■ **Required tasks**
(A) Reproduce word for word the part of the interview excerpt on tax reform starting at "Rusudan Kemularia: So, low-income" and ending at "to developing countries.".
(B) In the interview excerpt on tax reform, what previous position does Rusudan Kemularia say she held while leading tax reforms in her country?

■ **Excerpted passage**
• • •

Rusudan Kemularia: So, low-income countries do require support in enhancing domestic revenue mobilization. However, assistance should be demand driven. What I can say from the TIWB perspective is that the demand is high. We see that demand is increasing not only for the practical audit and international tax, but rather in other areas such as criminal tax investigations, a thematic exchange of information, tax and environment, and of course the implementation of the two-pillar solution. Especially the practical implementation of global minimum tax rules. We see that the demand is coming. Maybe we need to work in more coordination to also increase awareness about the programs and assistance which we are providing to developing countries.

Jeff Chelsky: Now, IEG's evaluation also pointed to problems with sustaining tax reform. This was particularly the case with respect to reducing tax expenditures and eliminating inefficient tax exemptions. Often, reversals were a response to ongoing pressures from vested interests. Is this a phenomenon that you've seen? What can be done to increase the chances that tax reforms supported by development partners stick and are sustained?

Rusudan Kemularia: Yeah, it's a very complex issue, and I think it has different dimensions. But very simply, when reforms are tailor-made for a country they resonate better, whether it's economic and social dynamics. This approach involves engaging the stakeholders early on, ensuring they feel a sense of ownership, and that's very important. Effective communication is also crucial by clearly articulating the benefits of the reforms to the public. I think we can build broader support and increase the chances that reforms supported by development partners are sustained. I'm talking from my previous experience as Vice Minister of Finance, leading together with my team the tax reforms in my country. There is no one size fits all solution. A key approach is to design reforms proactively and tailored to each country's unique circumstances. This is I think most important. Understanding the local regulations, cultural sensitivities, and other defining aspects is essential to align reforms with the reality.

• • •

■ **Excerpted records**
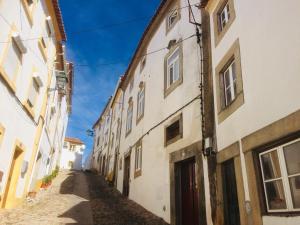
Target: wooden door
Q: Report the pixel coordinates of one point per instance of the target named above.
(11, 185)
(188, 194)
(230, 198)
(126, 179)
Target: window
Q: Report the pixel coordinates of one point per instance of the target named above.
(33, 93)
(229, 83)
(280, 169)
(29, 7)
(138, 160)
(2, 130)
(120, 164)
(143, 63)
(10, 66)
(131, 84)
(172, 18)
(129, 117)
(228, 78)
(173, 132)
(140, 102)
(173, 68)
(98, 141)
(223, 17)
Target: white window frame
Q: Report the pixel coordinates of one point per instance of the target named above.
(171, 64)
(284, 177)
(232, 83)
(172, 15)
(226, 13)
(138, 158)
(141, 102)
(129, 118)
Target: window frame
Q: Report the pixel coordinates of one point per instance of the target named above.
(139, 114)
(129, 109)
(171, 87)
(284, 177)
(2, 132)
(174, 9)
(28, 10)
(11, 83)
(224, 111)
(138, 159)
(178, 118)
(219, 30)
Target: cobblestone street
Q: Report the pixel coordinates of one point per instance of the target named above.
(67, 201)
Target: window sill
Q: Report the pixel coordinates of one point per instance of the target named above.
(231, 108)
(137, 173)
(170, 89)
(28, 109)
(173, 140)
(11, 85)
(28, 13)
(139, 119)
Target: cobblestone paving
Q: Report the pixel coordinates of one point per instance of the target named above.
(79, 198)
(65, 202)
(111, 208)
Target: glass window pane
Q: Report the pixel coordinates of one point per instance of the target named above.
(295, 191)
(270, 165)
(176, 70)
(292, 158)
(275, 195)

• • •

■ **Results for each task**
(A)
Rusudan Kemularia: So, low-income countries do require support in enhancing domestic revenue mobilization. However, assistance should be demand driven. What I can say from the TIWB perspective is that the demand is high. We see that demand is increasing not only for the practical audit and international tax, but rather in other areas such as criminal tax investigations, a thematic exchange of information, tax and environment, and of course the implementation of the two-pillar solution. Especially the practical implementation of global minimum tax rules. We see that the demand is coming. Maybe we need to work in more coordination to also increase awareness about the programs and assistance which we are providing to developing countries.

(B) Vice Minister of Finance.